What the exercise asks: Extract verbatim the portion of the material below that begins with the line containing "of the muddy" and continues through the end of the material, and reproduce nothing else.

Input:

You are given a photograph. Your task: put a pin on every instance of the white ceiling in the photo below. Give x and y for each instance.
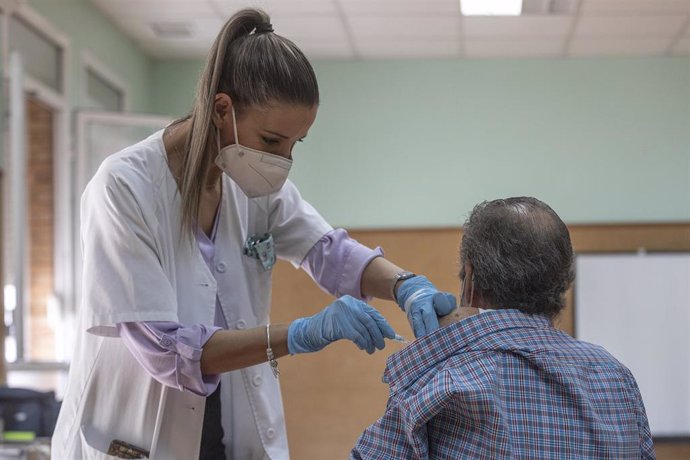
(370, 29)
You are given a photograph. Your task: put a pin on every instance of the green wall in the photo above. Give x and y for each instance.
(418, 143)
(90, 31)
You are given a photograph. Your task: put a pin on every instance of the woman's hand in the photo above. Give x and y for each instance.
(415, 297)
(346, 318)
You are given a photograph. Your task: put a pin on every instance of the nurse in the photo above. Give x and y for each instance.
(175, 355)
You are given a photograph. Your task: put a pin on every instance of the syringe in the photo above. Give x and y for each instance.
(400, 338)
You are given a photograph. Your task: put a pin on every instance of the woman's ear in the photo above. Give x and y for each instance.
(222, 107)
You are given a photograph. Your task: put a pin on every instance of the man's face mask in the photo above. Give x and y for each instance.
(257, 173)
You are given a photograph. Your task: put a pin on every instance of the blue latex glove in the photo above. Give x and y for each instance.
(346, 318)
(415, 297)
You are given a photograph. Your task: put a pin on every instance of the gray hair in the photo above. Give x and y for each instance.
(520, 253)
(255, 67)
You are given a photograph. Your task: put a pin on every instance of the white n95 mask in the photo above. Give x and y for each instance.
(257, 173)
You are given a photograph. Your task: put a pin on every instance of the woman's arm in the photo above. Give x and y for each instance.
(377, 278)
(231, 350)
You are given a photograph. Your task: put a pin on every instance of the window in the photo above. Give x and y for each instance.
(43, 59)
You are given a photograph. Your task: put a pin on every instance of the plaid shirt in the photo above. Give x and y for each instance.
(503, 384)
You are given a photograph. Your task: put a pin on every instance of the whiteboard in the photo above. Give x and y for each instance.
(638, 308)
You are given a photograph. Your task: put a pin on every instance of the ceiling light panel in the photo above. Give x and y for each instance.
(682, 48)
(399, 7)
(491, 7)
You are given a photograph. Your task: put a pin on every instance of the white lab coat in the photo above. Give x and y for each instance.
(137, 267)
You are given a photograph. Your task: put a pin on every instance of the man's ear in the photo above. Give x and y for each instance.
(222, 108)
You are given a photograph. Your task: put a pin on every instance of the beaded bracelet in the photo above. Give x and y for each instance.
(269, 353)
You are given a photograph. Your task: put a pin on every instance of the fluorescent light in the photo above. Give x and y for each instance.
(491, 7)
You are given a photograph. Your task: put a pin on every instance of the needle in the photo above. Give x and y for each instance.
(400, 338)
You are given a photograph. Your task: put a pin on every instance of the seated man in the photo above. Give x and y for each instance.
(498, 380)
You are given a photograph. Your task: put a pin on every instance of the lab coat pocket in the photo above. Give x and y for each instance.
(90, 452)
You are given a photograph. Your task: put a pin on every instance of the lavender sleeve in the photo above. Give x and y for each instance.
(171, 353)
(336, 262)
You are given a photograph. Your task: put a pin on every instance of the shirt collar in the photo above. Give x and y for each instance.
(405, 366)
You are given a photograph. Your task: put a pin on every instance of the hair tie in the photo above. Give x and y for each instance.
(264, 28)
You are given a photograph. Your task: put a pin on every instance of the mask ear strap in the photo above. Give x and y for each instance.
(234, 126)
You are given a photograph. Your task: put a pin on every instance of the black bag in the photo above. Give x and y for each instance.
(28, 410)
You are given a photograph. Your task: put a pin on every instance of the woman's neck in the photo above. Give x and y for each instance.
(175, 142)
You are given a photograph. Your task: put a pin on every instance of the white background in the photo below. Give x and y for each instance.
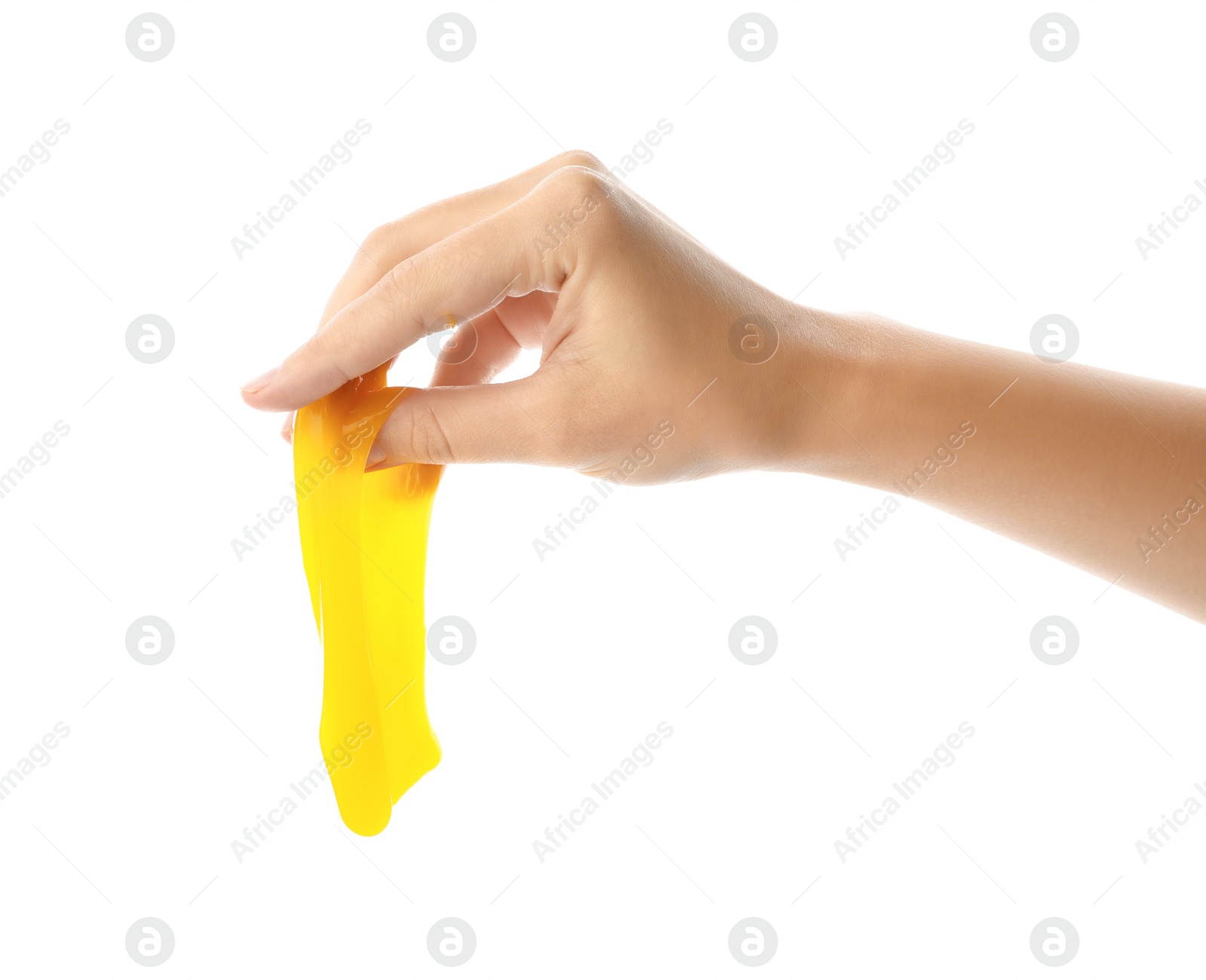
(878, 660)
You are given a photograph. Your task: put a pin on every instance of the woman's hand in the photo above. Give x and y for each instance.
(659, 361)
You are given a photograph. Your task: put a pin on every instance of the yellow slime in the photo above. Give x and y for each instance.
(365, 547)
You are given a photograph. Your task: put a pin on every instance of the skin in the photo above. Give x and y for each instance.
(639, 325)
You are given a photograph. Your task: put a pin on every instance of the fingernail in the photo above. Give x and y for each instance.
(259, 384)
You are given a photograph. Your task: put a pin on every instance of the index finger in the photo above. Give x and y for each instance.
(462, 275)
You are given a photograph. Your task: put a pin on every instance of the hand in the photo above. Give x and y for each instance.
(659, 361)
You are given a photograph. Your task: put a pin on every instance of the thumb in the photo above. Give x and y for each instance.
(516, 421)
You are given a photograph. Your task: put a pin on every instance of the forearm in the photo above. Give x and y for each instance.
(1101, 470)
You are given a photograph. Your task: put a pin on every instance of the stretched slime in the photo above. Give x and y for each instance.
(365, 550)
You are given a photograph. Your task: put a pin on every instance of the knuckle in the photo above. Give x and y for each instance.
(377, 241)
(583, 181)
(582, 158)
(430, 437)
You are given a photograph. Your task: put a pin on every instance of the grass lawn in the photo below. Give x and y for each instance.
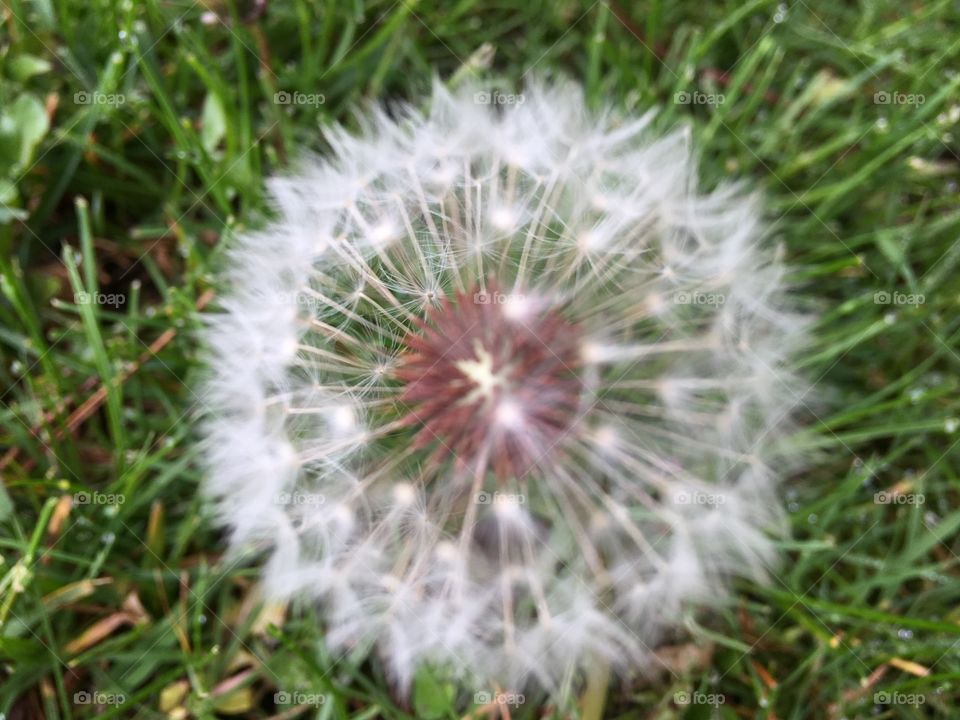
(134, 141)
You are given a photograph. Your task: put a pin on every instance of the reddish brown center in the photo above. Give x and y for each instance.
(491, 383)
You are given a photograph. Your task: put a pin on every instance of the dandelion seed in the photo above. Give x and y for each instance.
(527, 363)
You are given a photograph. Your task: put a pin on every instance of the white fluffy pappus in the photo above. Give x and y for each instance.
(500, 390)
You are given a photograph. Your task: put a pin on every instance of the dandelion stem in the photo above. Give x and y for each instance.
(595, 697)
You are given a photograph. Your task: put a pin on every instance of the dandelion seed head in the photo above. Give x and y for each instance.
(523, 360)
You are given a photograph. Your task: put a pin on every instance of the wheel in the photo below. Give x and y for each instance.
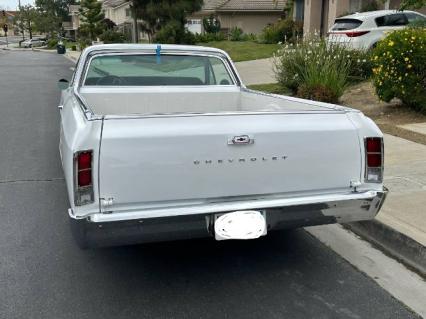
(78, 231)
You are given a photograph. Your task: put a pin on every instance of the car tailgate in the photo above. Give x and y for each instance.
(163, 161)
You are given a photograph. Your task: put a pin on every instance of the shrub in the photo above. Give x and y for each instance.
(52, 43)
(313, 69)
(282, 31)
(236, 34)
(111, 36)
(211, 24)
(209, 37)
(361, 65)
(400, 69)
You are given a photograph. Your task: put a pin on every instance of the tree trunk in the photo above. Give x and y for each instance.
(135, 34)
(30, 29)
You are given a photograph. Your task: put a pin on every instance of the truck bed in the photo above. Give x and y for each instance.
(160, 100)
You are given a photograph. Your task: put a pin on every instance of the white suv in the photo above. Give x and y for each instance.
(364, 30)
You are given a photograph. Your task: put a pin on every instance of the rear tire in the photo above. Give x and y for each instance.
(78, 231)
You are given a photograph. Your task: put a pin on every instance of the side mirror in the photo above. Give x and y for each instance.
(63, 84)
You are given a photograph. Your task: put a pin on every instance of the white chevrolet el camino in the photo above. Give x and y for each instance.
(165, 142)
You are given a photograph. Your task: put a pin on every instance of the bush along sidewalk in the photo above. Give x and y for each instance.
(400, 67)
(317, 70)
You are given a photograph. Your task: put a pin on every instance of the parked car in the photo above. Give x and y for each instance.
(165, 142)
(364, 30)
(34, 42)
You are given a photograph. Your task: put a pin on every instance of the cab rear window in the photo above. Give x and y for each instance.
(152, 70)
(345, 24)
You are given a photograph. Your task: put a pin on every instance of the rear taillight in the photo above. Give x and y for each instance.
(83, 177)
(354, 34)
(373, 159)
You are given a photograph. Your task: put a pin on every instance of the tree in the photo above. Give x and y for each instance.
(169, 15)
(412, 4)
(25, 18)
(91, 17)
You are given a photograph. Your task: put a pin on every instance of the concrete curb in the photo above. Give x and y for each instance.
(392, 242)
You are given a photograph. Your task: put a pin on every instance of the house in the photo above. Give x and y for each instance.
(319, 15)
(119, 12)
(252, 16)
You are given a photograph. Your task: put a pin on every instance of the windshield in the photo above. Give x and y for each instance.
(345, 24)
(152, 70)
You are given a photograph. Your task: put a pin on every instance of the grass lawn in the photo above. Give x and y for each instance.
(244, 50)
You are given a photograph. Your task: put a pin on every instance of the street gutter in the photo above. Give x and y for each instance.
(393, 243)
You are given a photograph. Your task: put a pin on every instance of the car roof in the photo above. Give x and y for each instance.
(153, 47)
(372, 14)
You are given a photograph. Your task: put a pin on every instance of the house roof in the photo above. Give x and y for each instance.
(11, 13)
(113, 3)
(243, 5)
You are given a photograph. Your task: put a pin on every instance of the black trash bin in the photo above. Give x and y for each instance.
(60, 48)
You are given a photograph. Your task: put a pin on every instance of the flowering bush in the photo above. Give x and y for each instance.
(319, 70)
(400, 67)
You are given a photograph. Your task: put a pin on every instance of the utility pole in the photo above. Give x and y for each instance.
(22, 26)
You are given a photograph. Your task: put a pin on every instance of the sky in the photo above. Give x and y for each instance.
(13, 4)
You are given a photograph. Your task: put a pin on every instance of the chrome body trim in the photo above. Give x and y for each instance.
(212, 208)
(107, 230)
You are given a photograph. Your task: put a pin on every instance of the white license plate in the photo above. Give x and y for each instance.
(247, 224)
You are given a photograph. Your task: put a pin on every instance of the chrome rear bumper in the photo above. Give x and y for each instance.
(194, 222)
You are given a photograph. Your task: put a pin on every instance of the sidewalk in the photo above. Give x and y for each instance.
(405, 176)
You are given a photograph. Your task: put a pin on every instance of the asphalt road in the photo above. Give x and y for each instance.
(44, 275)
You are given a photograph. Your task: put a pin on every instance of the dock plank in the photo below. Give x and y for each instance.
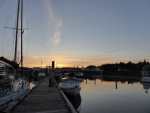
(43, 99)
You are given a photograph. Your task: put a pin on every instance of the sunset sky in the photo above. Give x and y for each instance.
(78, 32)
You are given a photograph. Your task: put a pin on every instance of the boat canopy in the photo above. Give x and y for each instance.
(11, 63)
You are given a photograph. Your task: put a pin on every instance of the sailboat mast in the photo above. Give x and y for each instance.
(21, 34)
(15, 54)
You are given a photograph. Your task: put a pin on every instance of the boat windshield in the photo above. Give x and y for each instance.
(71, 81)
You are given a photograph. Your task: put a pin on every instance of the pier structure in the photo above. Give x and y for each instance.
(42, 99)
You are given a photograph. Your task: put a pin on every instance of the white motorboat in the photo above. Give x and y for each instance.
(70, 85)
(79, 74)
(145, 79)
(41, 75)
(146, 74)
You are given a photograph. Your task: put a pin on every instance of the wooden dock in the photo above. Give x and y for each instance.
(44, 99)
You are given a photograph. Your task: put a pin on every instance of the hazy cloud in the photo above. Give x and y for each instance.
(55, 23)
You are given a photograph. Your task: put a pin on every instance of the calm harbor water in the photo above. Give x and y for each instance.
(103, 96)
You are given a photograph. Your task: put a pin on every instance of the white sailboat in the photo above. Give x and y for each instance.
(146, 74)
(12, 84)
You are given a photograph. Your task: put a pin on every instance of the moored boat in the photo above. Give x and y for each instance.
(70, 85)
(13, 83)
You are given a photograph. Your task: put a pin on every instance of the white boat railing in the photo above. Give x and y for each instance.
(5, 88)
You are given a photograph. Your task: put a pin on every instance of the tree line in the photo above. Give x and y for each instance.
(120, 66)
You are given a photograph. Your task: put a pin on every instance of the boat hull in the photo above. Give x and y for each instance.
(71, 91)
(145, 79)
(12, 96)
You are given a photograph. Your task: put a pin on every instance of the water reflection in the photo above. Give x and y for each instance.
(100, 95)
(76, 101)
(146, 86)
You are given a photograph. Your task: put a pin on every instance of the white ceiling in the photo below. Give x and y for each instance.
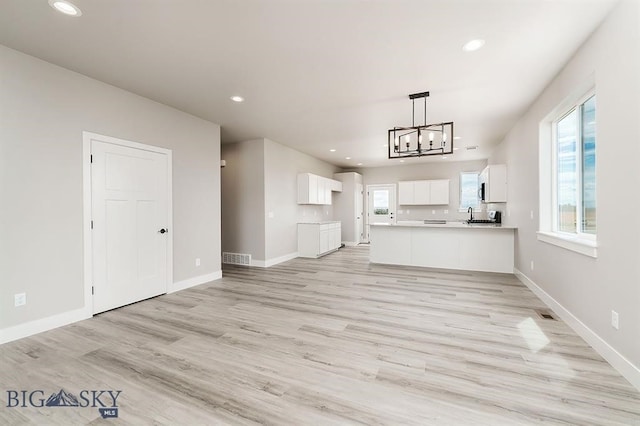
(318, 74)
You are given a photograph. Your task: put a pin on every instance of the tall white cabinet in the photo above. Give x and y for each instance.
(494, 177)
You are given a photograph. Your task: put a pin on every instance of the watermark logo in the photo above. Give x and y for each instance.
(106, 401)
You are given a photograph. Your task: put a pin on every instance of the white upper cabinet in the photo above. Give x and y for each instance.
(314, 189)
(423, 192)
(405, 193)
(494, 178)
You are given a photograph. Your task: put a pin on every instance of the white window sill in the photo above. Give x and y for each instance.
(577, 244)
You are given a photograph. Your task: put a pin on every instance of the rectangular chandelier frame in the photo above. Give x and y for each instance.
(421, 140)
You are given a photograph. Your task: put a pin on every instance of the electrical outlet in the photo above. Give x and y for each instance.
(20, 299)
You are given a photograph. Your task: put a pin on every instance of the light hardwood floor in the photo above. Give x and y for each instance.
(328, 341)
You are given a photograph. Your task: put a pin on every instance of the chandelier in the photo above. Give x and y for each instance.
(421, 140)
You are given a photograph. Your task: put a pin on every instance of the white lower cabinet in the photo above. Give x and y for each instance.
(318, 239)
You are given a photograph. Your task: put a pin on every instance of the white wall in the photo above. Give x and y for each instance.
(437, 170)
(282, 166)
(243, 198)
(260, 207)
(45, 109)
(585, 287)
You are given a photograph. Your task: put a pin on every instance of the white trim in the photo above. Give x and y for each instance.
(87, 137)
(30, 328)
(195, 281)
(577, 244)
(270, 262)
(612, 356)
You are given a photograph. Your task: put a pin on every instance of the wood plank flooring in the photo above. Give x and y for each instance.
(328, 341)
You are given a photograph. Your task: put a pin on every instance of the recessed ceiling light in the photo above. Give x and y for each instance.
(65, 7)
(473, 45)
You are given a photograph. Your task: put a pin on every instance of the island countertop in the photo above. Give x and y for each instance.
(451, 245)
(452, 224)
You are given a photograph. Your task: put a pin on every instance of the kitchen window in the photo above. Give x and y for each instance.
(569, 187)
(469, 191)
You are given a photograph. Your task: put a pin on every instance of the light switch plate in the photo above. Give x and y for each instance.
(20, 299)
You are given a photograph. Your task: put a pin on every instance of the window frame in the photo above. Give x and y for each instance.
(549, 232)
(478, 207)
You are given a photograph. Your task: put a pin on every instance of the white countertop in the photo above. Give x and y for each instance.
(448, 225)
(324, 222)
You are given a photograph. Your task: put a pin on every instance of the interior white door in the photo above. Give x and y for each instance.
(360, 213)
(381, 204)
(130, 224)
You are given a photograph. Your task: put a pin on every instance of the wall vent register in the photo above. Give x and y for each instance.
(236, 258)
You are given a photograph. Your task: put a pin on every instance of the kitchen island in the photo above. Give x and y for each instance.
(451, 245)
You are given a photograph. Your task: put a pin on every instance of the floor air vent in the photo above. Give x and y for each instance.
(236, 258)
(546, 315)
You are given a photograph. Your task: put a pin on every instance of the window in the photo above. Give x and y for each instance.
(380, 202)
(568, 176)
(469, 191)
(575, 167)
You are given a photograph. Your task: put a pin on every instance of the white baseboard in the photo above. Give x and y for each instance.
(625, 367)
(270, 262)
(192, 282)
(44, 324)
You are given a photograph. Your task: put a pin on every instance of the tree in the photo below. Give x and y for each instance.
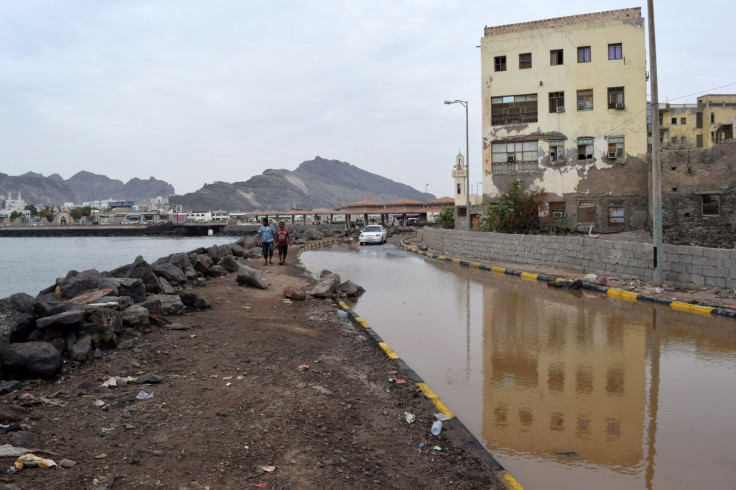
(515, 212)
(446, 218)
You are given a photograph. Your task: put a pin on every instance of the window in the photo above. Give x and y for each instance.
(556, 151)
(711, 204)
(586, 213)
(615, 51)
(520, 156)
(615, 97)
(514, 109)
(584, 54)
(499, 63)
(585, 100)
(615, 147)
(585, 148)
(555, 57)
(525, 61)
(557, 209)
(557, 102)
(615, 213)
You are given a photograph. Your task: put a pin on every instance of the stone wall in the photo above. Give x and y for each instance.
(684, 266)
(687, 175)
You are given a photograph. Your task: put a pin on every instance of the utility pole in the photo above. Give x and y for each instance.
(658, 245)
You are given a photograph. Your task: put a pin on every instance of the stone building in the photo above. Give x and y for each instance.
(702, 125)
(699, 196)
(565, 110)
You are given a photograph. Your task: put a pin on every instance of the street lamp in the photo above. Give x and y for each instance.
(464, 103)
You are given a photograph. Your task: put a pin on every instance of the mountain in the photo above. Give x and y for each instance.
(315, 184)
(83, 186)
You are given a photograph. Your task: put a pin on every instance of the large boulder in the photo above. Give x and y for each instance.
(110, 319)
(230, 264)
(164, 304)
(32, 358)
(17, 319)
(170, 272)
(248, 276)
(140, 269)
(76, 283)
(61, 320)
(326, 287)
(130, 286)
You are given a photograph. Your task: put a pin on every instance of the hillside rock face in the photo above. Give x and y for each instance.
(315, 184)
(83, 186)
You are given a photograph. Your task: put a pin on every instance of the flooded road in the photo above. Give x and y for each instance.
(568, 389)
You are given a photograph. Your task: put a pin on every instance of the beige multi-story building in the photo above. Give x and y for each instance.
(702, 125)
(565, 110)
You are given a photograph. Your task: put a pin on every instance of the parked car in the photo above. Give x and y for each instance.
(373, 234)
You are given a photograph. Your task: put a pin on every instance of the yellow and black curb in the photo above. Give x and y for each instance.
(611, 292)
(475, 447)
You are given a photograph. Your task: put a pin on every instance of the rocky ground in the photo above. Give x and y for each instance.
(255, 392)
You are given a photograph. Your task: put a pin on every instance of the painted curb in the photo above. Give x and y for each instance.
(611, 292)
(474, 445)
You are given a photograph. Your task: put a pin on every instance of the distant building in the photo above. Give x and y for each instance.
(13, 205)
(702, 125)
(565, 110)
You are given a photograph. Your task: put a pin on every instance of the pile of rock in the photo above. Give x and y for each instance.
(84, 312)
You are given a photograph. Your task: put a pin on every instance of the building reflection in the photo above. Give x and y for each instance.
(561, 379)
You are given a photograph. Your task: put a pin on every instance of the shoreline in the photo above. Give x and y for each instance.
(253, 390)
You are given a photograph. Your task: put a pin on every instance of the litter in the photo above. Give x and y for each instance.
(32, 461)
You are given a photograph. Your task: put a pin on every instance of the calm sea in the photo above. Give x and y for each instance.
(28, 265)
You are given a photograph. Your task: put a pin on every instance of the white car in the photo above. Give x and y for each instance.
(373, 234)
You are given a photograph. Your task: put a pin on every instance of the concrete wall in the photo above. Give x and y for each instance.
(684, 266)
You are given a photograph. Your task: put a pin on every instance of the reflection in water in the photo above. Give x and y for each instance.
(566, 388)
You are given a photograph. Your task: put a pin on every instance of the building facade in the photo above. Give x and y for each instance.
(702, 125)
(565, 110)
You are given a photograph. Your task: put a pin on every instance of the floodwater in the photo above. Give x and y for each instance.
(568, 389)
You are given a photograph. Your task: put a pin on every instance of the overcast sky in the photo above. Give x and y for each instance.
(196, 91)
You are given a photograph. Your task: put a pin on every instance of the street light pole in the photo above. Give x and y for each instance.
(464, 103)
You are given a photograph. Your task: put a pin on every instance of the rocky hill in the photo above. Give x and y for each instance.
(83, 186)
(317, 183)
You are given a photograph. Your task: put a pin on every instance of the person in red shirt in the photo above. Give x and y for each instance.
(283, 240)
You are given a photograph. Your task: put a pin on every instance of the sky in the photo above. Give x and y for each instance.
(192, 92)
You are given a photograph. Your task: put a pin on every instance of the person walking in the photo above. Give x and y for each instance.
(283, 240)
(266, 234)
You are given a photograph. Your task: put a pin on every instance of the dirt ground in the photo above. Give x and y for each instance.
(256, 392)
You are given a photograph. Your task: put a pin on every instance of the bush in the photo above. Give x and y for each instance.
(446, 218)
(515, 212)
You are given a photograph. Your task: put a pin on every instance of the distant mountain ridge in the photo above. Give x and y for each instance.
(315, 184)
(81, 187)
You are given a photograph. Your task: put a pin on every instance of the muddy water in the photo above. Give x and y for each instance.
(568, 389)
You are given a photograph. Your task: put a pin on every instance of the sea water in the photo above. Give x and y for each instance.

Correct response:
You are given a photograph. Your task: put a pin on every instance of the muddy water in the photo above. Give x and y for each instance.
(568, 389)
You are given a photograph. Your task: put a pin on every instance of the sea water in the photo above. Give x and y for each instance.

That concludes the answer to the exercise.